• [TASK INSTRUCTIONS]:
- A) In the article on DAOs and companies, what year does it give for the official arrival of DAOs, and what was the first DAO called?
- B) Extend the article on DAOs and companies, picking up right after its last sentence.

Key differences between DAOs and Companies

Key differences between DAOs and Companies


7 min read

What is a DAO?

Before we even dive into DAOs, first, we need to understand what a DAO is. The first part of my two-part post will cover what a DAO is and how it compares to a company.

DAO stands for Decentralised Autonomous Organisation.

A DAO focuses on a mission that coordinates with a specific set of rules enforced through the blockchain using smart contracts. A DAO aims to act as a different type of company. It is not here to replace companies but provide another option to users.

DAOs have officially been here since 2016 when the first DAO was called ‘The DAO’. Some would argue that Ethereum is technically a DAO, but that is an argument for another day.🥱

doll Elmo

DAOs went unused for a while due to The DAO hack. Since then, people have seen the power of DAOs, and over time it has become easier to create DAOs and keep them safe. Someone could make a DAO in four steps with minimal money. The critical component is having a solid and committed community.

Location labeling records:

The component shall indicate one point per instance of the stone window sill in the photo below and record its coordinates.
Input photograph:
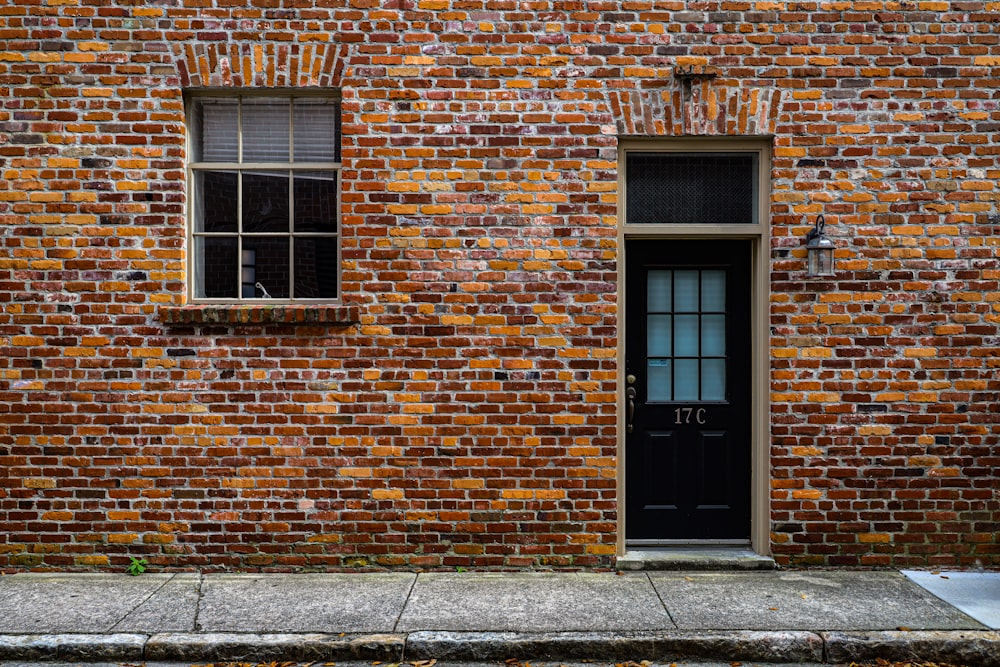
(247, 314)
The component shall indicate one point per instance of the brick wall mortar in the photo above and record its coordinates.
(468, 418)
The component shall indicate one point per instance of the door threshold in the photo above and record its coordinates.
(704, 558)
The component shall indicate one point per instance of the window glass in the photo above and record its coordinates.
(317, 127)
(266, 130)
(691, 188)
(264, 227)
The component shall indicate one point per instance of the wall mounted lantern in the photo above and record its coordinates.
(819, 250)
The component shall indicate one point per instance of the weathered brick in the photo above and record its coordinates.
(466, 388)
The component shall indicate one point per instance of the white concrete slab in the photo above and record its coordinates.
(45, 603)
(533, 602)
(975, 593)
(277, 603)
(806, 600)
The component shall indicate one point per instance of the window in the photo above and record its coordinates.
(691, 188)
(265, 183)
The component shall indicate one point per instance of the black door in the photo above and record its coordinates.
(688, 390)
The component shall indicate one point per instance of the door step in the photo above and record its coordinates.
(693, 558)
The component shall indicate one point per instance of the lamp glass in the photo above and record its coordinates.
(820, 260)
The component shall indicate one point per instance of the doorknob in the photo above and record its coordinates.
(630, 397)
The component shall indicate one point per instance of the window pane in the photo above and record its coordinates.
(266, 130)
(713, 291)
(316, 267)
(216, 267)
(658, 298)
(216, 198)
(214, 130)
(685, 379)
(686, 291)
(690, 188)
(265, 202)
(658, 336)
(316, 201)
(658, 380)
(713, 379)
(316, 131)
(686, 336)
(713, 335)
(271, 264)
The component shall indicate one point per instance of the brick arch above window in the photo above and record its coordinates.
(697, 107)
(260, 64)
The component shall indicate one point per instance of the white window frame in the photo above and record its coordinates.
(241, 167)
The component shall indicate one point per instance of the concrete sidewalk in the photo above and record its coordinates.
(800, 617)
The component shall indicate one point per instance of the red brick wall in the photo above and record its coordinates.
(468, 419)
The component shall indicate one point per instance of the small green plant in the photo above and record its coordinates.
(136, 567)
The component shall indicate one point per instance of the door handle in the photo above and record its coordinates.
(630, 397)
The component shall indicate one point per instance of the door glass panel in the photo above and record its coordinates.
(686, 336)
(713, 291)
(686, 291)
(713, 379)
(685, 379)
(713, 335)
(658, 336)
(658, 292)
(659, 381)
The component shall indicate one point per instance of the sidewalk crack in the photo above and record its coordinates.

• [ANSWERS FOR THIS EXERCISE]:
- A) DAOs officially arrived in 2016, and the first one was called "The DAO".

- B)
In this post, we will highlight some of the following key differences between DAOs and companies:

  • Hierarchy
  • Transparency
  • Governance
  • Global
  • Payment

The sequel to this post will detail the history of DAOs and break down specific use-cases of DAOs.

Key differences between DAOs and companies.

No hierarchy in DAOs

Companies have a hierarchy involved. There is always a CEO, managers, employees etc. It works like a pyramid, but there is a consistent leader. People will always answer someone else, and the final decision rests on the top dog.

This is much different in DAOs, as there is no hierarchy. No one has the final say on what passes because everyone is treated the same and has an equal vote. This concept means that the proposal that benefits the most people will ideally get passed, rather than the ones that benefit the rich or the least.

People are ideally rewarded for their contributions rather than their titles. Anyone can contribute to a DAO and work their way up the ‘rank’ of respect. Those who contribute meaningfully will be recognised by their community and become respected, but they do not become a ‘leader’ or such.


Instead, people can become ‘managers’ or ‘champions’ of a project and lead it, but it will have to pass through a proposal to become true like every other major decision. DAOs seem to be about working as a team rather than letting one person have the glory of being a ‘leader’.

It can be a significant mindset shift for those who are used to being the leaders in their companies' IRL because, for every decision, you will have to go through a slow process of proposing it to the DAO.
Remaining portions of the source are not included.